____ SOURCE DOCUMENT

Plaintiffs in Horizon Breach Win Key Article III Ruling at 3rd Circuit

hacker's hands on laptop keyboardRecently, the Third Circuit Court of Appeals overturned a United States District Court for the District of New Jersey dismissal of a class action filed in the aftermath of a data breach at Horizon Healthcare Services Inc., (“Horizon”). The appellate decision in In Re: Horizon Healthcare Services Inc. Data Breach Litigation may expand the conditions under which a plaintiff can file suit against a company for loss of digitalized personal information. According to the Third Circuit, it appears that violations of federal privacy law are considered de facto injuries, providing plaintiffs with standing regardless of whether they suffer an economic loss.

In November 2013, two laptops containing the unencrypted information of 839,000 Horizon customers were stolen from the company’s New Jersey headquarters. A class of Horizon members quickly filed a class action lawsuit that included claims of willful and negligent violations of the Fair Credit Reporting Act (“FCRA”), among other state-based claims.

At the core of the plaintiffs’ claim was the assertion that Horizon is a consumer reporting agency that had violated the FCRA by allowing their private information to fall into the hands of thieves and failing to adopt procedures that would keep sensitive information confidential. The plaintiffs sought statutory, actual and punitive damages, and an injunction to prevent Horizon from continuing to store personal information in an unencrypted manner. The plaintiffs claimed that the violation of their statutory right to have their information secured against unauthorized disclosure is in and of itself an injury.

________

> [CHALLENGES]:
(1) Answer these questions from the article on the Horizon breach ruling:
(a) How many Horizon customers had their unencrypted information on the stolen laptops?
(b) In what month and year were the laptops stolen?
(c) Which court's dismissal did the Third Circuit overturn?
(2) In the records below, quote word for word the lines from the one containing "target: kumquat tree" up to and including the one containing "POLYGON ((0 14, 0".

____ PROVIDED DATA

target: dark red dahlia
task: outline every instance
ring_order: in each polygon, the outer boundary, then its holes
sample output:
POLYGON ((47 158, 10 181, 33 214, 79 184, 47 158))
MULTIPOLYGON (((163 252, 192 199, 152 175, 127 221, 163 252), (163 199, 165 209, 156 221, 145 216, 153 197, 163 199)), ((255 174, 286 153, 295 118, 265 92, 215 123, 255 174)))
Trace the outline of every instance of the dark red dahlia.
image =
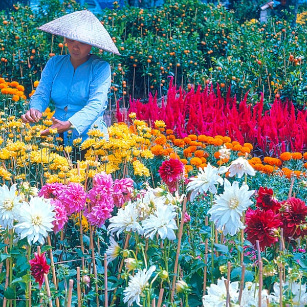
POLYGON ((35 278, 35 281, 38 282, 40 289, 43 282, 43 274, 48 274, 50 269, 50 266, 47 265, 45 254, 45 252, 40 255, 34 253, 34 258, 29 260, 31 275, 35 278))
POLYGON ((273 190, 266 187, 260 187, 256 205, 260 209, 265 210, 271 209, 275 213, 280 208, 280 204, 273 196, 273 190))
POLYGON ((271 210, 265 211, 258 208, 253 210, 249 208, 245 220, 247 239, 254 245, 258 240, 261 250, 278 240, 278 228, 282 225, 278 214, 271 210))
POLYGON ((283 224, 283 236, 295 239, 307 235, 307 206, 294 197, 281 203, 281 217, 283 224))
POLYGON ((176 181, 183 174, 184 164, 178 159, 170 159, 162 163, 159 173, 171 191, 176 190, 176 181))

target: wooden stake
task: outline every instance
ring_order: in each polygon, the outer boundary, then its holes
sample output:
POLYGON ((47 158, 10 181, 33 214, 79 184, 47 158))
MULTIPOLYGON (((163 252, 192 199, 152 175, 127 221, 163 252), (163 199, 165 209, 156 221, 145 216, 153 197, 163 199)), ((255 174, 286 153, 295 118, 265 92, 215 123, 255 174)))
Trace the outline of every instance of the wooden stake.
POLYGON ((104 307, 107 307, 107 264, 106 254, 104 254, 104 307))
POLYGON ((51 293, 50 292, 50 288, 49 288, 49 280, 48 280, 48 275, 45 273, 43 274, 43 279, 45 282, 45 287, 47 295, 48 296, 48 301, 49 302, 50 307, 52 307, 52 300, 51 299, 51 293))
POLYGON ((80 285, 80 267, 77 267, 77 296, 78 307, 81 307, 81 287, 80 285))
POLYGON ((177 272, 178 270, 178 261, 179 260, 179 255, 180 254, 180 247, 181 245, 181 238, 182 237, 182 232, 183 231, 183 226, 184 225, 184 214, 186 211, 187 198, 184 198, 183 201, 183 205, 182 206, 182 212, 181 213, 181 221, 180 222, 180 229, 179 234, 178 234, 178 243, 177 244, 177 250, 176 251, 176 258, 175 259, 175 264, 174 266, 174 276, 172 280, 172 284, 171 287, 171 293, 170 296, 171 302, 172 303, 174 300, 174 295, 175 294, 175 285, 176 283, 176 278, 177 277, 177 272))
POLYGON ((162 303, 162 299, 163 298, 163 293, 164 292, 164 288, 161 288, 159 293, 159 298, 158 299, 158 304, 157 307, 161 307, 162 303))

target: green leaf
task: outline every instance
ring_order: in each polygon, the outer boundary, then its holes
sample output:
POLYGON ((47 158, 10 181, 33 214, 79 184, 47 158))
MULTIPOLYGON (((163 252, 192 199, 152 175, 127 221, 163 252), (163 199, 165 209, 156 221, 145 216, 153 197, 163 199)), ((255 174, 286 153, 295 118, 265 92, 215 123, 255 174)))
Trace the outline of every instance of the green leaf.
POLYGON ((224 245, 223 244, 217 244, 217 243, 214 244, 214 247, 218 252, 221 252, 223 254, 228 254, 229 252, 228 250, 228 247, 224 245))

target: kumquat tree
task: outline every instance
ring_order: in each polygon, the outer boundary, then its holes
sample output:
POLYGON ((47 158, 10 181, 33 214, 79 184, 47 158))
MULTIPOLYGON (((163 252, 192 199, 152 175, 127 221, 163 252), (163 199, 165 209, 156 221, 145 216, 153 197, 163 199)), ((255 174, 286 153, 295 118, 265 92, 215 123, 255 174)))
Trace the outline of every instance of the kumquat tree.
POLYGON ((0 14, 0 306, 307 306, 304 6, 114 7, 108 139, 65 145, 20 116, 83 8, 0 14))

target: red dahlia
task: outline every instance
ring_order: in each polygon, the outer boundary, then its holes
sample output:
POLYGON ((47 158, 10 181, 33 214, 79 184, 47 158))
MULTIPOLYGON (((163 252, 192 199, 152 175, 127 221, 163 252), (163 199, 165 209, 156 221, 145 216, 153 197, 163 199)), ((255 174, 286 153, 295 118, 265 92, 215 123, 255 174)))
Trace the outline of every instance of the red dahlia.
POLYGON ((176 181, 182 176, 184 171, 184 164, 177 159, 170 159, 164 161, 159 169, 159 173, 171 192, 176 189, 176 181))
POLYGON ((273 190, 266 187, 260 187, 258 191, 256 205, 258 208, 267 210, 271 209, 277 212, 280 208, 280 204, 273 196, 273 190))
POLYGON ((282 225, 279 215, 271 210, 265 211, 257 208, 253 210, 249 208, 246 213, 247 239, 255 245, 259 240, 260 249, 271 246, 278 240, 276 235, 278 227, 282 225))
POLYGON ((35 278, 35 281, 38 282, 40 289, 43 282, 43 274, 47 274, 50 269, 50 266, 47 265, 45 254, 45 252, 40 255, 34 253, 34 258, 29 260, 31 275, 35 278))
POLYGON ((280 211, 285 237, 295 239, 307 235, 307 206, 303 201, 290 198, 282 203, 280 211))

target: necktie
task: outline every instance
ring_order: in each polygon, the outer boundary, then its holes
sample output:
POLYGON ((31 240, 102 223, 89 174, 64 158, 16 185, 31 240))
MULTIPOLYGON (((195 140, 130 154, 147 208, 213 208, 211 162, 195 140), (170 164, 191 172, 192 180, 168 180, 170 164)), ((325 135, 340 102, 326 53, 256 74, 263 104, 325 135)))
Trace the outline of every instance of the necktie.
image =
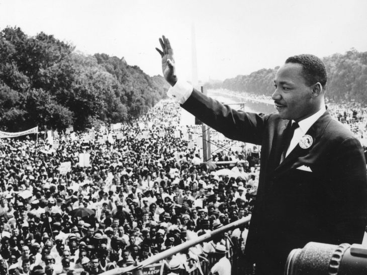
POLYGON ((286 129, 286 133, 285 133, 284 139, 282 144, 282 153, 281 157, 281 163, 284 159, 286 158, 286 154, 287 151, 288 150, 288 147, 291 144, 291 141, 292 138, 293 137, 293 134, 295 133, 295 130, 299 127, 300 126, 297 122, 294 122, 290 127, 287 127, 286 129))

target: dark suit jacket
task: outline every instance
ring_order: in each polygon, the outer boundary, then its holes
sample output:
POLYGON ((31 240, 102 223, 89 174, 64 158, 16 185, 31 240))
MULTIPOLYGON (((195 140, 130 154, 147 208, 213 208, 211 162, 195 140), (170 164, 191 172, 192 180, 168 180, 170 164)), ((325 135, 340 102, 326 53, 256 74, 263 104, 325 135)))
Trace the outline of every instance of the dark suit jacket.
POLYGON ((194 89, 181 106, 227 137, 261 145, 256 204, 245 253, 259 274, 283 274, 287 256, 310 241, 361 242, 367 217, 365 160, 359 141, 326 111, 280 164, 289 121, 237 112, 194 89), (307 165, 312 172, 297 169, 307 165))

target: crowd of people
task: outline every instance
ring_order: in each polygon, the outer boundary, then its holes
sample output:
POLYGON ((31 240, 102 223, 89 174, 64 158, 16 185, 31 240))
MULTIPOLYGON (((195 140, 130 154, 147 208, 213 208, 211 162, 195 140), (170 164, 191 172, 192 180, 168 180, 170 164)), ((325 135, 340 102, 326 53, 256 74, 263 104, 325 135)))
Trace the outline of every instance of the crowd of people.
MULTIPOLYGON (((180 125, 179 110, 162 101, 117 130, 0 139, 0 274, 99 274, 250 214, 258 149, 227 148, 203 163, 197 127, 180 125)), ((181 251, 164 272, 202 273, 202 261, 240 257, 246 232, 181 251)))
MULTIPOLYGON (((367 145, 363 108, 329 109, 367 145)), ((201 130, 180 125, 179 112, 162 101, 118 129, 0 139, 0 274, 99 274, 251 214, 260 148, 213 138, 203 163, 201 130)), ((241 258, 246 234, 243 226, 181 251, 164 272, 203 274, 200 263, 216 258, 225 263, 212 262, 213 273, 229 274, 226 259, 241 258)))

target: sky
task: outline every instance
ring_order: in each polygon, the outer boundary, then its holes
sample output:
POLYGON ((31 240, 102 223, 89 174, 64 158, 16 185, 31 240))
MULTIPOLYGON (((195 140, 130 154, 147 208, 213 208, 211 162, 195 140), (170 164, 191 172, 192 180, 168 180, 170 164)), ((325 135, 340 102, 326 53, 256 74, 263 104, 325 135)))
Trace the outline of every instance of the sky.
POLYGON ((162 74, 162 35, 178 75, 192 79, 195 29, 198 77, 224 80, 282 65, 301 53, 367 51, 365 0, 0 0, 0 29, 43 31, 86 54, 124 57, 162 74))

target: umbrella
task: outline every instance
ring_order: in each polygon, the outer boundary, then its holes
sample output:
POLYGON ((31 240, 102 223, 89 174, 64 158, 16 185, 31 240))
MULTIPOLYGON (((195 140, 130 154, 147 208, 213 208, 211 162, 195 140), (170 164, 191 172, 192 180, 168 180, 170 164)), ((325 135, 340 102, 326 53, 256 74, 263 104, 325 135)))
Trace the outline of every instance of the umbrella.
POLYGON ((85 208, 85 207, 81 207, 72 210, 71 214, 73 217, 80 217, 80 218, 84 218, 84 217, 89 217, 91 215, 95 214, 95 212, 91 209, 85 208))
POLYGON ((24 191, 19 193, 18 196, 23 198, 25 200, 26 200, 27 199, 31 198, 32 196, 32 192, 29 190, 25 190, 24 191))
POLYGON ((218 171, 214 172, 214 174, 215 175, 228 175, 229 177, 237 177, 236 173, 231 171, 229 169, 221 169, 218 171))

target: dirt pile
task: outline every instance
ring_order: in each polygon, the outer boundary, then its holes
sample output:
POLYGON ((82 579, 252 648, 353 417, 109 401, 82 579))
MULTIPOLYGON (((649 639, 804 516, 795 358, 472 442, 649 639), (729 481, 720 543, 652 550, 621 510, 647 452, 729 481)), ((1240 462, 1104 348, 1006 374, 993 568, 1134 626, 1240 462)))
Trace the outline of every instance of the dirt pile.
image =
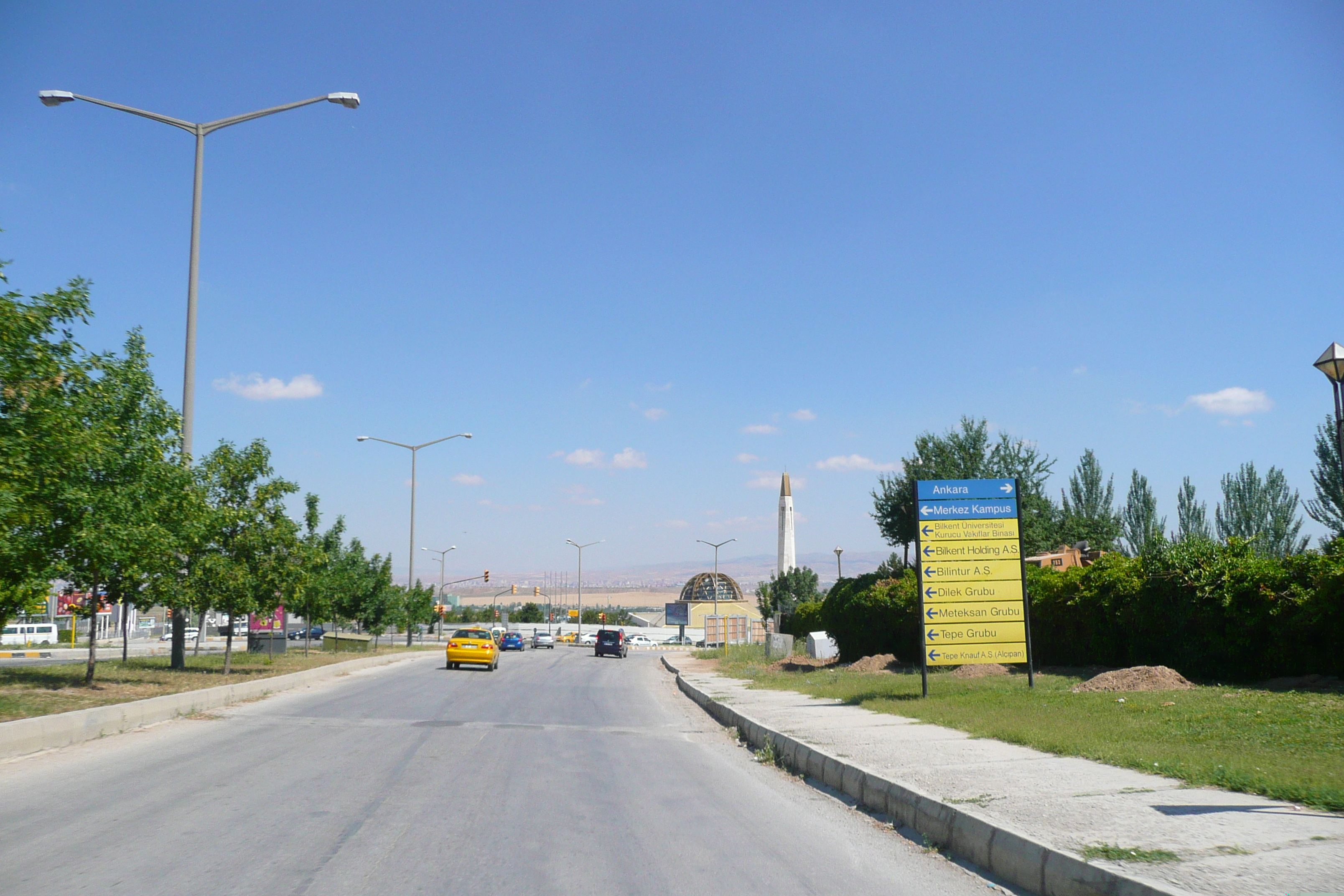
POLYGON ((1012 672, 1001 662, 981 662, 973 666, 957 666, 953 678, 984 678, 985 676, 1005 676, 1012 672))
POLYGON ((835 657, 829 660, 816 660, 813 657, 785 657, 784 660, 775 660, 766 666, 766 672, 813 672, 814 669, 833 666, 839 660, 835 657))
POLYGON ((1129 669, 1103 672, 1094 678, 1089 678, 1077 685, 1074 693, 1089 690, 1189 690, 1193 686, 1185 681, 1181 673, 1167 666, 1130 666, 1129 669))
POLYGON ((879 653, 849 664, 851 672, 895 672, 899 668, 894 653, 879 653))

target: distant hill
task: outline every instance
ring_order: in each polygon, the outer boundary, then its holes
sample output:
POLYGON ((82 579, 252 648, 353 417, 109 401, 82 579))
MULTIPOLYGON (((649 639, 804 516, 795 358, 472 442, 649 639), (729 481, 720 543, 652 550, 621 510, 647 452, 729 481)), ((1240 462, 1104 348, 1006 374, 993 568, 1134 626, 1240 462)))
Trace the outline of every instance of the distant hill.
MULTIPOLYGON (((845 552, 840 556, 847 576, 872 572, 883 560, 890 556, 890 551, 856 551, 845 552)), ((800 553, 798 563, 810 567, 821 578, 823 583, 835 582, 836 556, 835 553, 800 553)), ((650 563, 648 566, 620 567, 614 570, 585 570, 583 587, 589 588, 676 588, 685 583, 696 572, 706 572, 714 568, 712 559, 681 560, 677 563, 650 563)), ((743 591, 755 590, 757 582, 763 582, 774 575, 775 556, 761 553, 747 557, 728 557, 719 560, 719 572, 737 579, 743 591)), ((503 583, 500 587, 517 584, 531 588, 542 584, 542 572, 511 572, 505 570, 491 571, 491 584, 503 583)))

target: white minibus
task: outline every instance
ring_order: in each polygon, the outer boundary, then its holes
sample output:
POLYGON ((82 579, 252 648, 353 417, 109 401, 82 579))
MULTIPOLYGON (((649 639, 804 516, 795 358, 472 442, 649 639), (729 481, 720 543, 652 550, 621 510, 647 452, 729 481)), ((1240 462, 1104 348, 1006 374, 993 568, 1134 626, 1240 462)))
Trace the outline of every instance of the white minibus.
POLYGON ((0 633, 0 643, 56 643, 56 626, 51 622, 16 622, 0 633))

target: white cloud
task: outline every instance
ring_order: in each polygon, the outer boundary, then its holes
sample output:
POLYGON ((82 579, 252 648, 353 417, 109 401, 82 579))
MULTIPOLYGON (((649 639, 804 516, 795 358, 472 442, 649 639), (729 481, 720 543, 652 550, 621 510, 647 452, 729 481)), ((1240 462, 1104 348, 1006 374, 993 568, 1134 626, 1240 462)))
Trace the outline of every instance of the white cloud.
POLYGON ((878 463, 862 454, 836 454, 835 457, 828 457, 825 461, 817 461, 812 466, 818 470, 837 470, 840 473, 853 473, 856 470, 894 470, 895 463, 878 463))
POLYGON ((234 373, 228 379, 215 380, 215 388, 220 392, 233 392, 254 402, 270 402, 280 398, 317 398, 323 394, 323 384, 313 379, 312 373, 300 373, 286 383, 278 376, 262 377, 261 373, 239 376, 234 373))
POLYGON ((1246 414, 1263 414, 1274 407, 1274 402, 1263 391, 1251 391, 1241 386, 1232 386, 1216 392, 1204 395, 1191 395, 1185 404, 1226 416, 1243 416, 1246 414))
POLYGON ((602 466, 605 461, 606 454, 597 449, 575 449, 564 455, 564 462, 574 466, 602 466))
POLYGON ((625 449, 612 458, 612 466, 618 470, 633 470, 636 467, 645 469, 649 465, 648 458, 644 451, 636 451, 632 447, 625 449))

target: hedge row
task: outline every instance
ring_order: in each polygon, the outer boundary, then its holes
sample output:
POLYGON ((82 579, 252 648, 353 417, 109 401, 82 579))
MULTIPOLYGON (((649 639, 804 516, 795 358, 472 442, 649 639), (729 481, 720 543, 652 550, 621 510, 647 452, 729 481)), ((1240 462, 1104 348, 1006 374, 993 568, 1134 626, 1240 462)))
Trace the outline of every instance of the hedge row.
MULTIPOLYGON (((1282 559, 1245 543, 1161 544, 1064 572, 1028 567, 1038 665, 1167 665, 1200 680, 1344 674, 1344 540, 1282 559)), ((824 627, 853 661, 918 660, 915 574, 841 579, 789 630, 824 627), (817 625, 820 623, 820 626, 817 625)))

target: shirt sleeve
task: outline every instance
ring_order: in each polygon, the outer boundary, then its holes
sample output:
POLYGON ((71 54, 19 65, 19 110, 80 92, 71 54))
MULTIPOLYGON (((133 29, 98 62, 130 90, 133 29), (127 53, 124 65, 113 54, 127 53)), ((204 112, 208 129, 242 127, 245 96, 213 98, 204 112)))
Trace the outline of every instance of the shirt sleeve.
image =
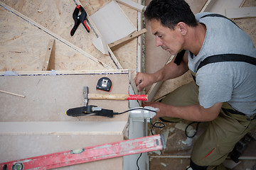
POLYGON ((200 105, 208 108, 220 102, 228 101, 233 91, 233 78, 222 74, 204 74, 196 75, 196 84, 199 86, 200 105))

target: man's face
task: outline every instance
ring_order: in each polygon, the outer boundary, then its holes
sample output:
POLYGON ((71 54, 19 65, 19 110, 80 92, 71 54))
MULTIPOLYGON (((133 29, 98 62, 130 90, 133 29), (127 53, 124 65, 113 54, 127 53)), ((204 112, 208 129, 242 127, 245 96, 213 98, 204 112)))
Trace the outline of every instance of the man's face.
POLYGON ((178 26, 174 30, 163 26, 160 21, 150 21, 152 34, 156 36, 156 46, 161 46, 171 55, 176 55, 182 48, 183 38, 178 26))

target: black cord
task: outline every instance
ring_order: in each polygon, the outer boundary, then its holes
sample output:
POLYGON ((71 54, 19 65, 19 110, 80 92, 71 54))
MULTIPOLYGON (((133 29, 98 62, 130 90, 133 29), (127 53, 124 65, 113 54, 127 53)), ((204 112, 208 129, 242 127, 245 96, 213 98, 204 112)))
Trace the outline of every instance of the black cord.
POLYGON ((189 123, 189 124, 186 127, 186 129, 185 129, 185 135, 186 135, 186 136, 188 137, 190 137, 190 138, 194 137, 196 136, 197 132, 198 132, 199 123, 200 123, 200 122, 192 122, 192 123, 189 123), (188 136, 188 133, 187 133, 187 130, 188 130, 188 127, 189 127, 190 125, 191 125, 192 124, 193 124, 193 123, 197 123, 196 128, 196 132, 195 132, 195 133, 194 133, 192 136, 188 136))

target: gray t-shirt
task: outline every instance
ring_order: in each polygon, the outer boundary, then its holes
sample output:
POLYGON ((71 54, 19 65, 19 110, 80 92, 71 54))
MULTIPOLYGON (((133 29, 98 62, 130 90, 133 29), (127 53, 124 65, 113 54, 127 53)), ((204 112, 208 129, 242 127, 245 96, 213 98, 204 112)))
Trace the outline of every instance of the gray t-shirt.
MULTIPOLYGON (((240 54, 256 58, 250 38, 232 21, 222 17, 196 15, 207 28, 203 45, 197 56, 188 52, 188 67, 196 72, 200 62, 207 57, 220 54, 240 54)), ((208 64, 196 74, 199 86, 200 104, 206 108, 219 102, 228 103, 247 116, 256 113, 256 66, 242 62, 208 64)))

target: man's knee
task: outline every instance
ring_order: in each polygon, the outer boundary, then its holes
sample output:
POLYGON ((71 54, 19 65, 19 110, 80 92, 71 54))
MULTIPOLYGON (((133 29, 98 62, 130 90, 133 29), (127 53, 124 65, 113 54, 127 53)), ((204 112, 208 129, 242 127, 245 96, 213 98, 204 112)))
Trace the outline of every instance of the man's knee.
POLYGON ((199 166, 196 164, 191 159, 191 163, 190 163, 191 167, 193 170, 206 170, 208 166, 199 166))

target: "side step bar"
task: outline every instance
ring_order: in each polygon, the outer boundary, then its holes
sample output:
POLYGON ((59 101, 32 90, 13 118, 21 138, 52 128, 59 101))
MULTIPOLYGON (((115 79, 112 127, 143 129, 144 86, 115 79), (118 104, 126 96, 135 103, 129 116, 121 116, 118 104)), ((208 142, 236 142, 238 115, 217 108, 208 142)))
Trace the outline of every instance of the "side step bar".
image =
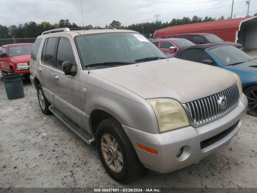
POLYGON ((95 138, 91 136, 86 131, 82 129, 54 106, 51 105, 49 106, 48 109, 54 115, 88 145, 90 145, 95 141, 95 138))

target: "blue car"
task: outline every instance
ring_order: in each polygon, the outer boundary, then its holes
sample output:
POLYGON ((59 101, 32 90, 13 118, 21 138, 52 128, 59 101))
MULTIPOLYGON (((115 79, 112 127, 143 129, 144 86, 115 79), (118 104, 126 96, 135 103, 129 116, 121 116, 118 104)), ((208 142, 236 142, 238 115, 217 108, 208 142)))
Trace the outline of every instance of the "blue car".
POLYGON ((235 73, 248 99, 248 114, 257 116, 257 59, 234 46, 205 44, 183 47, 173 57, 212 65, 235 73))

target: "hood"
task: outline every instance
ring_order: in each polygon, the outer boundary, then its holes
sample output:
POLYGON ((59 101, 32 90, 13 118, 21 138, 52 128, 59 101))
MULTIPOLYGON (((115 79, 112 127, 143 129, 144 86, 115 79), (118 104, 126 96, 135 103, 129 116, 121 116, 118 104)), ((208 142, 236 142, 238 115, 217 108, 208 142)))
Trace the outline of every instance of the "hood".
POLYGON ((11 59, 15 59, 17 63, 21 63, 23 62, 29 62, 30 59, 30 55, 26 54, 26 55, 16 55, 14 56, 10 57, 11 59))
POLYGON ((232 42, 232 41, 221 41, 217 43, 223 44, 228 44, 228 45, 230 45, 234 46, 235 47, 236 47, 237 48, 240 47, 241 48, 241 47, 242 47, 241 44, 238 43, 236 43, 235 42, 232 42))
POLYGON ((90 72, 144 98, 172 98, 182 103, 217 93, 236 83, 230 71, 174 58, 90 72))
POLYGON ((257 59, 234 66, 225 66, 227 69, 237 69, 257 72, 257 59))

________

> [ANSWERS GIVEN]:
(1)
(a) 839,000
(b) November 2013
(c) The United States District Court for the District of New Jersey

(2)
target: kumquat tree
task: outline every instance
ring_order: in each polygon, the outer boundary, then its holes
sample output:
POLYGON ((47 158, 10 181, 33 214, 79 184, 47 158))
MULTIPOLYGON (((163 252, 192 199, 152 175, 127 221, 163 252), (163 199, 165 209, 156 221, 145 216, 153 197, 163 199)), ((255 174, 286 153, 295 118, 265 92, 215 123, 255 174)))
Trace the outline of every instance of the kumquat tree.
POLYGON ((0 14, 0 306, 307 306, 304 6, 114 7, 108 139, 65 145, 20 116, 83 8, 0 14))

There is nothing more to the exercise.